SET TASK: In every item below, change "in this photo" to "in the image" and write the lines out again with nothing else altered. Leave the pictures out of your answer.

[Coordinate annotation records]
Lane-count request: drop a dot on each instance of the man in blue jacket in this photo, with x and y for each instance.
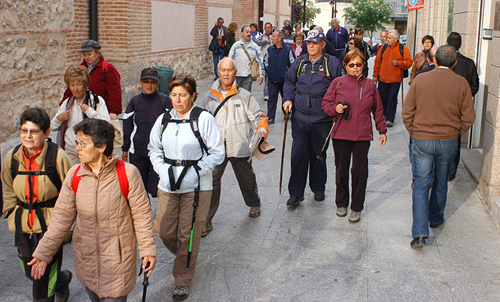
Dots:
(306, 82)
(338, 36)
(277, 60)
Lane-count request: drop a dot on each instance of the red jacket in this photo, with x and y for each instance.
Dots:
(109, 89)
(385, 69)
(363, 101)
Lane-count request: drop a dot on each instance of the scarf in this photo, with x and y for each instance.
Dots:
(64, 126)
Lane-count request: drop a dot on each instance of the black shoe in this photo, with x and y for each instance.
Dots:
(418, 242)
(63, 294)
(294, 201)
(436, 225)
(319, 196)
(181, 293)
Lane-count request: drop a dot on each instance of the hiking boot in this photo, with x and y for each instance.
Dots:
(319, 196)
(62, 295)
(180, 293)
(354, 216)
(341, 212)
(206, 229)
(294, 201)
(254, 212)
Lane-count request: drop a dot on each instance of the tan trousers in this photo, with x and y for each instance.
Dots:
(172, 224)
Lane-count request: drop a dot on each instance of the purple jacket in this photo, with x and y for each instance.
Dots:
(363, 100)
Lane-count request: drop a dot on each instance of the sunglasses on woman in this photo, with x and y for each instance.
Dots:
(355, 64)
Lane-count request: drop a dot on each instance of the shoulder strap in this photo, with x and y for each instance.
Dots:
(75, 181)
(165, 120)
(383, 50)
(14, 164)
(193, 121)
(105, 68)
(246, 52)
(50, 165)
(122, 177)
(325, 66)
(222, 104)
(301, 62)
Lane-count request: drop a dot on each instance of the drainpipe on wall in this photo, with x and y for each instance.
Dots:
(93, 19)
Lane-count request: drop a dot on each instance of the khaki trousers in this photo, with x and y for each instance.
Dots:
(172, 224)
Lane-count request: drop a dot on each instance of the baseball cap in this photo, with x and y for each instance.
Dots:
(263, 150)
(90, 45)
(149, 73)
(315, 36)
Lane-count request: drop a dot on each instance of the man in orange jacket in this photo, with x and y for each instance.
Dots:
(390, 62)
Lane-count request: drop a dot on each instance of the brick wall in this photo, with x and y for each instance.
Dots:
(38, 42)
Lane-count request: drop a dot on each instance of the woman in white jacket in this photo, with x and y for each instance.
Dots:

RESULT:
Lane-count request: drop a dot on each instance of the man in blue jacket in the image, with x and y for each instance.
Dots:
(306, 82)
(338, 36)
(277, 60)
Lane-count request: drop a dot on each instance of the red jacket in the image, with x and y for each instance.
Dots:
(109, 89)
(385, 69)
(363, 101)
Lane-count request: drop a dot on each instance of the scarf in the image, with x and y for each instance.
Dots:
(64, 126)
Lane-count request: drop a dot on each instance of the black shoe in the image, with x and y for each instance.
Dots:
(418, 242)
(63, 294)
(294, 201)
(436, 225)
(319, 196)
(181, 293)
Lane-count request: drop a dot on each instance of the hiking boot in the image, with x and y for each instance.
Dots:
(319, 196)
(62, 295)
(180, 293)
(354, 216)
(341, 212)
(206, 229)
(294, 201)
(254, 212)
Lane-count request: drop a dot on each instance of the tan trousers in the image, with x and y for each instance.
Dots:
(172, 224)
Lane-count request: drop a dot on each instance of the purple jacket in the image, with x and y for each instance.
Dots:
(363, 100)
Lane-count request: drop a dot on each instance of the sunglasses on woman in the image, with x and y for each instance.
Dots:
(355, 64)
Lane-count request: drop a dot on each instance of the shoulder strap in the image, with x and y for each instance.
Dots:
(75, 181)
(165, 120)
(383, 50)
(14, 164)
(193, 121)
(105, 68)
(246, 52)
(50, 165)
(122, 177)
(325, 66)
(222, 104)
(301, 62)
Lane-count request: drop a dot on each instance of the drainpipe on wall in the image, with x and y for each instance.
Dots:
(93, 19)
Lane-count request: drop a dot on each instance of the khaki trousers in the image, with x and y for each instance.
Dots:
(172, 224)
Lane-count request: drop a dot on each instance of the baseball cap in the image, with x and y for each instance.
Dots:
(263, 150)
(90, 45)
(149, 73)
(315, 36)
Lane-count request: drop a dot on each instance of the man in orange jacket in the image, with x and y for each instance.
Dots:
(390, 62)
Lane-count request: drop a dot on each instance of the brick wall in the image, with x and y for each instance.
Dots:
(38, 42)
Lane-count request: drop a dot on each instance of the woman in white jacket in the image, with x and y for each instance.
Dots:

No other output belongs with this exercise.